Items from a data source
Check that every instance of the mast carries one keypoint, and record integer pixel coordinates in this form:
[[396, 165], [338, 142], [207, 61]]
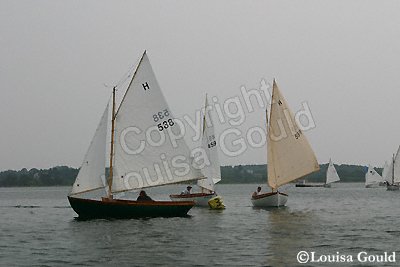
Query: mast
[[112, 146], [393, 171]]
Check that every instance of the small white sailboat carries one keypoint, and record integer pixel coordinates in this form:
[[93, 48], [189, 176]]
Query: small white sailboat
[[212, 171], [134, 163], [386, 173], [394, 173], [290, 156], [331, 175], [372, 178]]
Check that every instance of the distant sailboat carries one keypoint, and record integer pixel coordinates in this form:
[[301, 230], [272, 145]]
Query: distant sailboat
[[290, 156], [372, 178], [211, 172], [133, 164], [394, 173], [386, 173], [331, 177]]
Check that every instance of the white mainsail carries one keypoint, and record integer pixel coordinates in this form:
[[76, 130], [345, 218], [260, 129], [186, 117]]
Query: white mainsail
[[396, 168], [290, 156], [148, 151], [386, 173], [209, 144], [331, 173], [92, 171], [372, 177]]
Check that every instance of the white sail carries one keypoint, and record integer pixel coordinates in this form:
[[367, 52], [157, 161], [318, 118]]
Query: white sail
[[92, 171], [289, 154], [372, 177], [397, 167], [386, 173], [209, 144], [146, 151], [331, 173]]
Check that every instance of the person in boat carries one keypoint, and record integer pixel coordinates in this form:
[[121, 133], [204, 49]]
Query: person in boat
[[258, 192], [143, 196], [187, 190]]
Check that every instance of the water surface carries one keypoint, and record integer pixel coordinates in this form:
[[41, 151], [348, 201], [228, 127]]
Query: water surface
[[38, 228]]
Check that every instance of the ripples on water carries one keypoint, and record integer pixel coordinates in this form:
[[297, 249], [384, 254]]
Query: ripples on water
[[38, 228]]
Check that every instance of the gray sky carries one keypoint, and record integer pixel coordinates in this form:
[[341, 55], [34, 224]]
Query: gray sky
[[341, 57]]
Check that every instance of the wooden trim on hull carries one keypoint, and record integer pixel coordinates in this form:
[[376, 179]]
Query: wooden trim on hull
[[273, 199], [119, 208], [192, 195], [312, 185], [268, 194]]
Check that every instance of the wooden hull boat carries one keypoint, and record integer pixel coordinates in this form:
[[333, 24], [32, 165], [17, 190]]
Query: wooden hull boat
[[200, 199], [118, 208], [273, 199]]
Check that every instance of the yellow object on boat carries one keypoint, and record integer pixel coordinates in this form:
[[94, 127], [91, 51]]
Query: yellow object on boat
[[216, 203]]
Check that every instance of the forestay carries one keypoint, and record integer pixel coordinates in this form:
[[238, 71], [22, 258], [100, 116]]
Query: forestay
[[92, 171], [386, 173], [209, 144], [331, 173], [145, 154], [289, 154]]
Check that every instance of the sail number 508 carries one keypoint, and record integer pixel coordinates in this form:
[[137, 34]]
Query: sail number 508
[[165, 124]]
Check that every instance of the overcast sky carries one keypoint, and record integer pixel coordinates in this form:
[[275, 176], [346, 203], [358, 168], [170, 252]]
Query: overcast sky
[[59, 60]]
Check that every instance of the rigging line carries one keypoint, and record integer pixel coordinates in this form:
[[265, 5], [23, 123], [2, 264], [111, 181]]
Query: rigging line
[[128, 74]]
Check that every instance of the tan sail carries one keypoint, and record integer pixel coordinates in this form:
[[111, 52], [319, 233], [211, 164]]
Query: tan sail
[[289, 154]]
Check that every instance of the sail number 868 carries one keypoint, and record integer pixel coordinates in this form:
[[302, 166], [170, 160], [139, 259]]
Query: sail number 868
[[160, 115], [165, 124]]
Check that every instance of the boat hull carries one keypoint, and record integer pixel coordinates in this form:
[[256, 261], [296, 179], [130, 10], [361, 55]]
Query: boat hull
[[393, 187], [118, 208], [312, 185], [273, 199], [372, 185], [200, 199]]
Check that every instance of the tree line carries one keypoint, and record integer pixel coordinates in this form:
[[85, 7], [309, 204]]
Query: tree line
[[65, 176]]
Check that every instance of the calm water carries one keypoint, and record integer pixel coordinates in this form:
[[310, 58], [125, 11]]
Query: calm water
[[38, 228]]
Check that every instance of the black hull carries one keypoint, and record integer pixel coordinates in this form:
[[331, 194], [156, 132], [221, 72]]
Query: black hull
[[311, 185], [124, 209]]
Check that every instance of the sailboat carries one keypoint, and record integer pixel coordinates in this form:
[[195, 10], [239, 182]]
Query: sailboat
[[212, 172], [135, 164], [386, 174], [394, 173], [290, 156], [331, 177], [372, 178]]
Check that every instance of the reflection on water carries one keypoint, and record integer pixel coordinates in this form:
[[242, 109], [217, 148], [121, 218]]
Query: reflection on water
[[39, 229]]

SET EXERCISE
Update every one of the entries above so that "record integer pixel coordinates" becomes "write down whole-number pixel positions", and keep all other wording the same. Leave the pictures out of your answer.

CORRECT ANSWER
Check that every instance of the mast carries one keypoint, and write down whole-number pixel positions in this form:
[[396, 165], [338, 142], [207, 61]]
Query: mast
[[112, 146], [393, 171]]
Check that every instance of the small white sailboat carries one keypoint, and write down whole-number pixel positions in this form:
[[93, 48], [189, 176]]
Query: small white sailboat
[[212, 171], [134, 163], [386, 173], [394, 173], [290, 156], [331, 175], [372, 178]]
Check that every instance of the distant sailboat carries one keypoint, and write down whole-number pixel positions in this form:
[[301, 230], [272, 145]]
Query: distant sailboat
[[290, 156], [372, 178], [211, 172], [133, 164], [394, 173], [386, 173], [331, 177]]
Check that every instance of the white mainsail carries one keypoint, and write down whole-number pixel positions in this form:
[[76, 130], [345, 218], [260, 129], [186, 117]]
Query: white mainsail
[[396, 168], [290, 156], [148, 151], [386, 173], [209, 144], [331, 173], [92, 171], [372, 177]]
Check that every instance of the white sail carries one keypoint, and write down whole-number pixel positions in this form:
[[367, 52], [157, 161], [318, 118]]
Query: white sail
[[92, 171], [289, 154], [372, 177], [397, 167], [386, 173], [209, 144], [146, 151], [331, 173]]
Check that every instance of the person in boat carries one keypoint, and write down whole-number pixel positions in this form:
[[121, 133], [204, 49]]
Query: person in boat
[[258, 192], [143, 196], [187, 190]]
Check that every instance of the water surface carries one keypoint, and write down whole-number pixel positions in this form:
[[41, 151], [348, 201], [228, 127]]
Query: water surface
[[38, 228]]
Check that every instance of the ripples on water carries one keypoint, and write down whole-number pixel positions in this form:
[[297, 249], [384, 254]]
Query: ripples on water
[[38, 228]]
Check that every instance of the gray sky carries one keypoint, and write down whole-number pixel positions in this form:
[[341, 55], [34, 224]]
Query: gray sky
[[341, 57]]
Check that every instance of the wooden trim on hull carries one keypoint, and write down whole-number pixel positions in this form:
[[376, 179]]
Query: wooden trim on hull
[[273, 199], [119, 208], [192, 195], [312, 185], [268, 194]]
Check that every instance of the wooden hull boat carries one keypoint, and write down whole-number pixel positions in this form:
[[333, 24], [32, 165], [17, 190]]
Query: wooden hull boat
[[200, 199], [118, 208], [273, 199]]
Check that every instance of the yellow object on boat carries one keypoint, and write down whole-number pixel positions in this form:
[[94, 127], [91, 51]]
Query: yellow object on boat
[[216, 203]]
Check that every instance of the forestay carries one keypoint, and write down whole-number pixel positions in this form:
[[238, 71], [22, 258], [100, 116]]
Query: forestay
[[92, 171], [386, 173], [209, 144], [331, 173], [145, 154], [289, 154]]
Check that every instance of the sail number 508 carries one keypoint, and write down whole-number pixel positions in this form:
[[137, 34]]
Query: sail number 508
[[165, 124]]
Check that every instance of the overcast sky carries one keypoint, and write down whole-number pixel positions in this form:
[[275, 176], [346, 203], [358, 168], [170, 252]]
Query: overcast sky
[[59, 60]]
Check that every instance of the rigging line carries one keypoint, and write down whole-number pixel positions in this form:
[[265, 5], [23, 123], [2, 264], [111, 181]]
Query: rigging line
[[128, 74]]
Check that every instance of the tan sail carries one keypoint, and write down whole-number pixel positions in this form:
[[111, 52], [319, 233], [211, 164]]
Query: tan sail
[[289, 154]]
Check that every instance of the sail number 868 carries one keypoint, and write down whole-number pixel positions in this form:
[[302, 166], [170, 160], [139, 259]]
Query: sail number 868
[[160, 115], [165, 124]]
Check that every instance of the boat hull carries one keypoint, and write down whole-number pixel positions in this form:
[[256, 261], [296, 179], [130, 10], [361, 55]]
Query: boat hull
[[393, 187], [118, 208], [312, 185], [273, 199], [372, 185], [200, 199]]
Check that every instance of the tree line carries one keypoint, and write down whole-number pixel positions in this form:
[[85, 7], [309, 204]]
Query: tree line
[[65, 176]]
Check that every instance of the calm water carries one keypoint, and write down whole-number pixel positions in this form:
[[310, 58], [125, 11]]
Query: calm water
[[38, 228]]
Check that every instance of the black hull carries one keypoint, and write down whole-number pixel positions in this form:
[[331, 194], [156, 132], [221, 72]]
Query: black hull
[[311, 185], [124, 209]]
Check that every instance of the sailboat carries one keypoint, and write down whole-number pixel positions in this form:
[[195, 10], [239, 182]]
Query: sailboat
[[212, 172], [135, 164], [386, 174], [394, 173], [290, 156], [331, 177], [372, 178]]
Check that every instance of the reflection on water carries one keypoint, and write down whole-number pixel positions in this form:
[[242, 109], [217, 148], [121, 218]]
Query: reflection on water
[[39, 229]]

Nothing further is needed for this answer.